Items ->

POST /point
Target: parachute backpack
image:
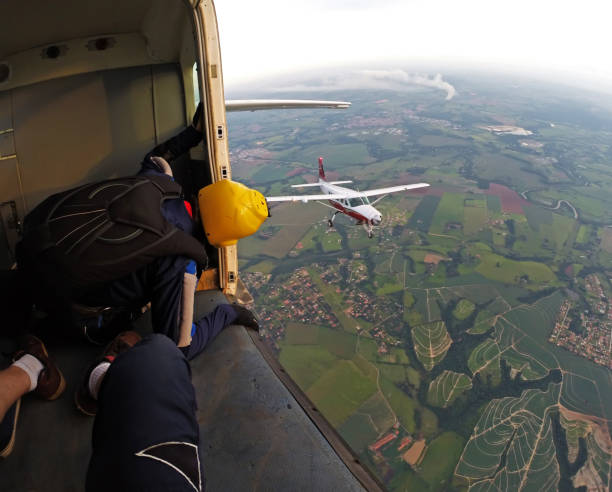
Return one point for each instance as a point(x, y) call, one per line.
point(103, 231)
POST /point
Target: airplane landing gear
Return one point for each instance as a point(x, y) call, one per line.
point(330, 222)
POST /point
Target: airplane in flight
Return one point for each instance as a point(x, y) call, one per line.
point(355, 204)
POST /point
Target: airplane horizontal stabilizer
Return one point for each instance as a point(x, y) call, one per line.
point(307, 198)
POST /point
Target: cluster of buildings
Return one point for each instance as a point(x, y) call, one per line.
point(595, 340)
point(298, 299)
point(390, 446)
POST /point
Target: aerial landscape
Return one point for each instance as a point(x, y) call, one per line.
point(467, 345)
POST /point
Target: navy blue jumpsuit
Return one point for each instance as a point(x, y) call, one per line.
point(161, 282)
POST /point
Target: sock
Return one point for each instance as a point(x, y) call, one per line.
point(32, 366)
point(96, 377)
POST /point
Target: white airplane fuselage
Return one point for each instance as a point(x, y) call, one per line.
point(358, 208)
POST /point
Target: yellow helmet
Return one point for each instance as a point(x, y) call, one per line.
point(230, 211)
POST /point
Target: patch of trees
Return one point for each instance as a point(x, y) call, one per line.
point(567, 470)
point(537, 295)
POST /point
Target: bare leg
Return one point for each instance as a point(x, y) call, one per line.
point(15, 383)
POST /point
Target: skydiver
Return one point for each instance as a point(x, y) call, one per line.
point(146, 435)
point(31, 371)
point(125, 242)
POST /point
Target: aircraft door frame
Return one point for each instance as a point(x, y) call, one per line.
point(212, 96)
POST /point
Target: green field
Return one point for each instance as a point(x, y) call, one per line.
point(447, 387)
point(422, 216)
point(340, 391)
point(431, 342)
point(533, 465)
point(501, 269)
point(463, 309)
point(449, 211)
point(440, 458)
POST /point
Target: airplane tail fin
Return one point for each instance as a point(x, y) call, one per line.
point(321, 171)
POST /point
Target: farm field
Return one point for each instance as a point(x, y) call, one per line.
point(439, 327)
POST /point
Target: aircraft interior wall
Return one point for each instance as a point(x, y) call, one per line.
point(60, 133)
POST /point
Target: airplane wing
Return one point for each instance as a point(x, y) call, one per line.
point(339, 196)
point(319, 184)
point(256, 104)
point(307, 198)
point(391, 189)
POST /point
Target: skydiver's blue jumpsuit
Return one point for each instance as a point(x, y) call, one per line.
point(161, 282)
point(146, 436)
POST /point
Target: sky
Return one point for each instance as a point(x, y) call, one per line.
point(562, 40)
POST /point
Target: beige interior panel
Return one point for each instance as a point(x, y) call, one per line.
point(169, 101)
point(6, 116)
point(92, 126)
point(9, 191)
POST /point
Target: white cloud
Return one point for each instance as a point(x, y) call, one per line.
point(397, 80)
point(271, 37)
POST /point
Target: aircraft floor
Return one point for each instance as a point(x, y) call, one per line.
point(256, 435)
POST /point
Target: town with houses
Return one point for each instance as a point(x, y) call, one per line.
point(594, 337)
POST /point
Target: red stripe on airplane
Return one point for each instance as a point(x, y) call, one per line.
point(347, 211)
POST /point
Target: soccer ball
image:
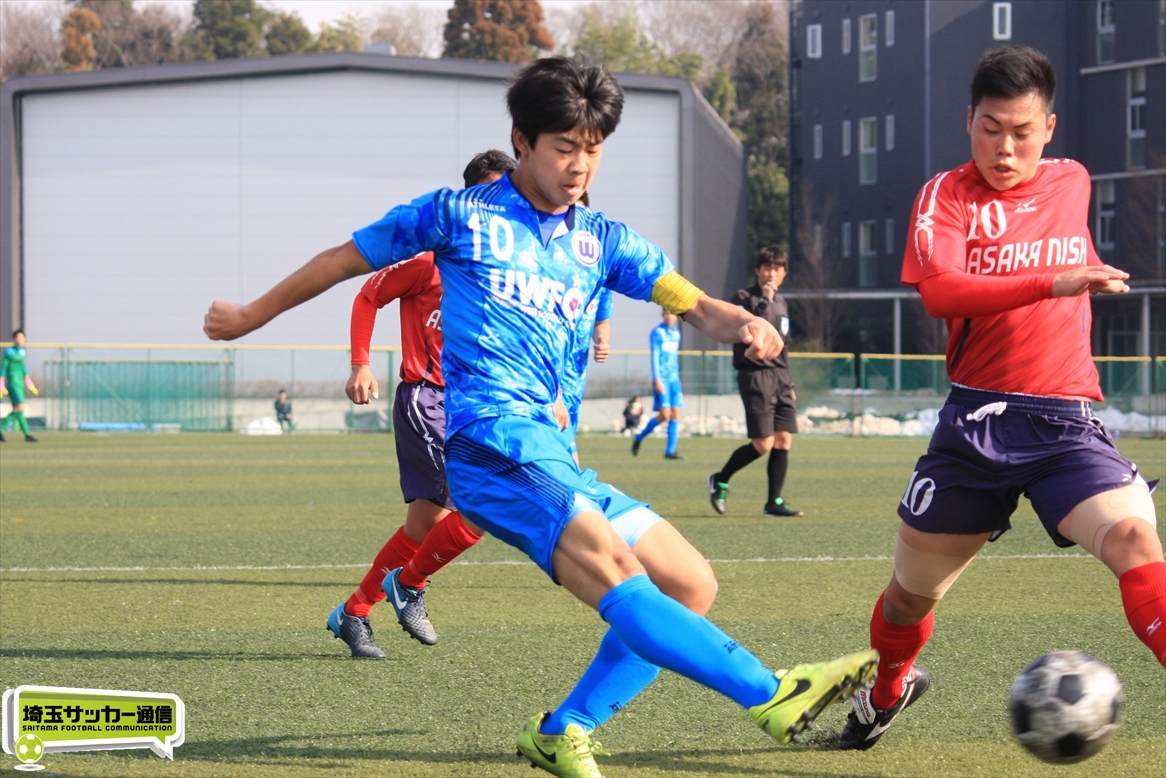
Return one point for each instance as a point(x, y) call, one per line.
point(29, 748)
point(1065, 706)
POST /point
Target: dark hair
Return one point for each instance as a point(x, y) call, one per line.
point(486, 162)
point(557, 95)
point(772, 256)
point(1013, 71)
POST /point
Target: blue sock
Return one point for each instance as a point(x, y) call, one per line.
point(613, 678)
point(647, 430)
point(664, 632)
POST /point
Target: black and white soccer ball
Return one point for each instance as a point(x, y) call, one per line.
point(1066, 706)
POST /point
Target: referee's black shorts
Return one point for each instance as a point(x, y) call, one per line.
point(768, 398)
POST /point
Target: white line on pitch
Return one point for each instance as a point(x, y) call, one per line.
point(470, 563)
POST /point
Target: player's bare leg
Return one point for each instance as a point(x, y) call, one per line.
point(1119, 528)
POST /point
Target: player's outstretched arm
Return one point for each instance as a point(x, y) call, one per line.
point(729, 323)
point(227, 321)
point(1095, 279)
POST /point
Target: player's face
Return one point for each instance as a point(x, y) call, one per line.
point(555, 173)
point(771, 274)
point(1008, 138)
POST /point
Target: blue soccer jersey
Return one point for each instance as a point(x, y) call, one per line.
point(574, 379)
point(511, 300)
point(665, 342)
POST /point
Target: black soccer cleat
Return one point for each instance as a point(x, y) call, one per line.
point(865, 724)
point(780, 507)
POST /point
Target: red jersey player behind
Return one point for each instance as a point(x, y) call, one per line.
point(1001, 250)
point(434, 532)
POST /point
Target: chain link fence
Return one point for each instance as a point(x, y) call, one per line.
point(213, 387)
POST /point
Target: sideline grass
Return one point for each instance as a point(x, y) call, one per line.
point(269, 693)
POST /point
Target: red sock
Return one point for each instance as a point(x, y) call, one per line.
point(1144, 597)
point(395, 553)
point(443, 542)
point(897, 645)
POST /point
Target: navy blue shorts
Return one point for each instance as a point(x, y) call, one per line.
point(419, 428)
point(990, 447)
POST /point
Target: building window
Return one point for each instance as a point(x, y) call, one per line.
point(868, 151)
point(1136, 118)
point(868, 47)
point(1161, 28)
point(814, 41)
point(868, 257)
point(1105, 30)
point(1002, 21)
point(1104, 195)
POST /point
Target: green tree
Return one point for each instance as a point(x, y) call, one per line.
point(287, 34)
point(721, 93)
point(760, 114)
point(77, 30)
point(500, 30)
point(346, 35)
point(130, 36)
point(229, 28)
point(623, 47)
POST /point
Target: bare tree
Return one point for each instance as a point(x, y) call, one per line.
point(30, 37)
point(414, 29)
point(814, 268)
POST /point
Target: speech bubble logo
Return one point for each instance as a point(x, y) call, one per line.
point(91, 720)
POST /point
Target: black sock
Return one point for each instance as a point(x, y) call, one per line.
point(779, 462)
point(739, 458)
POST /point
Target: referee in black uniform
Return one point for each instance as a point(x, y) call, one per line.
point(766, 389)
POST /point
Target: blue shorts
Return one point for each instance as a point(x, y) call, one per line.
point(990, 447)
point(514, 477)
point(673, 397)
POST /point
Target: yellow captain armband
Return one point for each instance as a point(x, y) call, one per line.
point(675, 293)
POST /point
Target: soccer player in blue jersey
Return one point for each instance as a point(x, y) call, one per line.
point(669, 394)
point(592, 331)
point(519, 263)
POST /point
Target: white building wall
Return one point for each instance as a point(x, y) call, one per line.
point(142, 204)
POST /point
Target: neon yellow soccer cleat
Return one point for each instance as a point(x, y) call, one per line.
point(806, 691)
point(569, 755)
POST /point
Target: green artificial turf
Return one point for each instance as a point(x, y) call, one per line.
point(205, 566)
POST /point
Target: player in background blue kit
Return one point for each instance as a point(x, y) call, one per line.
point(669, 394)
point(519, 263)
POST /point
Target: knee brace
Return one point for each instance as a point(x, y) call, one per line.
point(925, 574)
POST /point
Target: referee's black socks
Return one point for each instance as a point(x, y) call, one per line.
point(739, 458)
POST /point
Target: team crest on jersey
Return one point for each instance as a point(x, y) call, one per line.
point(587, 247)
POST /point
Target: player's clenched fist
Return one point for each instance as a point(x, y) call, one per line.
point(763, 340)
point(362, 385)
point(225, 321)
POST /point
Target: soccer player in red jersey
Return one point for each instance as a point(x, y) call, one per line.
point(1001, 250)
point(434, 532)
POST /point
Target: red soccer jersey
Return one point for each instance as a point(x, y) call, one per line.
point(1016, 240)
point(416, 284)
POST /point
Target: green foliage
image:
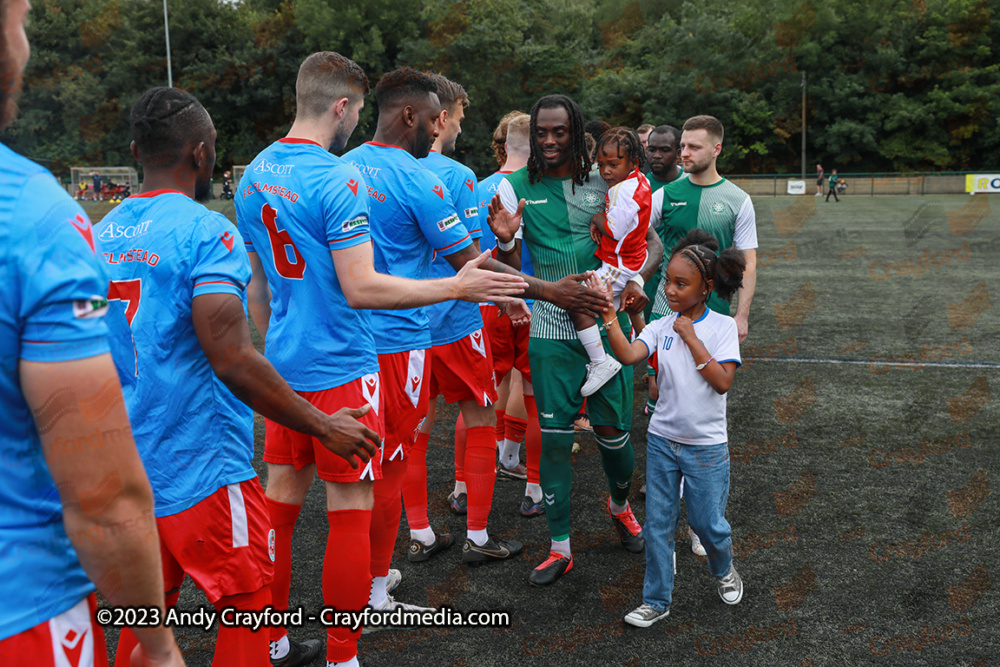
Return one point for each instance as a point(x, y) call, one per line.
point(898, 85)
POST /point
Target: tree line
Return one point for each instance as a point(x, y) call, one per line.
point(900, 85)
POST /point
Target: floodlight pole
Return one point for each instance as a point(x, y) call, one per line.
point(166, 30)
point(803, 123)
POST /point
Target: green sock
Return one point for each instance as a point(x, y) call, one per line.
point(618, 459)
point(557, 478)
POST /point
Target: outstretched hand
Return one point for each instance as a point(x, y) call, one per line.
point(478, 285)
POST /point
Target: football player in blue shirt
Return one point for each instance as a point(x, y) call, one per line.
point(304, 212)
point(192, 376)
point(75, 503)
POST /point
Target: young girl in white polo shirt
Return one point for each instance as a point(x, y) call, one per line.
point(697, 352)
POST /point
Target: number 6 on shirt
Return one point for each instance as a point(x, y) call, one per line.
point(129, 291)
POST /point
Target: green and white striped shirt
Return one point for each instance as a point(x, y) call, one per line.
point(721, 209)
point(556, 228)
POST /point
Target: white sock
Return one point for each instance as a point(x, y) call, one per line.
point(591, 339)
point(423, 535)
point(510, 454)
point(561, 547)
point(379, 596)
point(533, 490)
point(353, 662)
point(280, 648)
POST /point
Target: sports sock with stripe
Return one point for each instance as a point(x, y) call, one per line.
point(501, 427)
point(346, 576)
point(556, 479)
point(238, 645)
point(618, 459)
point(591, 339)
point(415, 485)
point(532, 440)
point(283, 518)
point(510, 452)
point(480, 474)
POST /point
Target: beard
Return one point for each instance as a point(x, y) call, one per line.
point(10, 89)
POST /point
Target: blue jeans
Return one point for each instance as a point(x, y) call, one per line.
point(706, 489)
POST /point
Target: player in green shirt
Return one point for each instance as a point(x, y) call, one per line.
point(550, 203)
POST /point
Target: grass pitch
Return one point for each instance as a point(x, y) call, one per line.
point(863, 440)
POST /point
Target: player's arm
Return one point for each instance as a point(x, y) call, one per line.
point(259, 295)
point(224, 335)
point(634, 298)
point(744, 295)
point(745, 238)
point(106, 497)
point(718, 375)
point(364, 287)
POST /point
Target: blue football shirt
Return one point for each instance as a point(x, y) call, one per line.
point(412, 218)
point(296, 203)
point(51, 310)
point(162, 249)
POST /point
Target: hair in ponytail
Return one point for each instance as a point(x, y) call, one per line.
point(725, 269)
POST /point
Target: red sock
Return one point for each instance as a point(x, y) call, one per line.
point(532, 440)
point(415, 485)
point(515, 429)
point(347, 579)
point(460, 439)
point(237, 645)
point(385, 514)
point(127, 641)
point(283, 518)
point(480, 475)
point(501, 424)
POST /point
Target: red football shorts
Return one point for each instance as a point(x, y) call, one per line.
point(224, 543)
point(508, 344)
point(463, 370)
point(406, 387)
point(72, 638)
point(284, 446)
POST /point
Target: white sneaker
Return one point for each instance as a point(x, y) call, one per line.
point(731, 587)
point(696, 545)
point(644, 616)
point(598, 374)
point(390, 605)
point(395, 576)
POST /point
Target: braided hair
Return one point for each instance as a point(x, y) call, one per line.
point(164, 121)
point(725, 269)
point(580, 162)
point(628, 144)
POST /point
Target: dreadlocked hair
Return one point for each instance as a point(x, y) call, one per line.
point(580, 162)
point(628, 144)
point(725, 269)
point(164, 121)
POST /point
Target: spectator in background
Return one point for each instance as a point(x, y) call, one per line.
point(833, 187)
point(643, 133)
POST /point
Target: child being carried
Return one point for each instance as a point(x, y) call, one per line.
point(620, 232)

Exercise aim -> Please collect every line in the records above that contains the word "airplane" and copy each one out in full. Case counts, so match only that capitalization.

Solution ->
Target: airplane landing gear
Target: airplane in flight
Target: airplane horizontal stabilizer
Target: white airplane fuselage
Target: airplane tail fin
Target: airplane wing
Target: red stripe on airplane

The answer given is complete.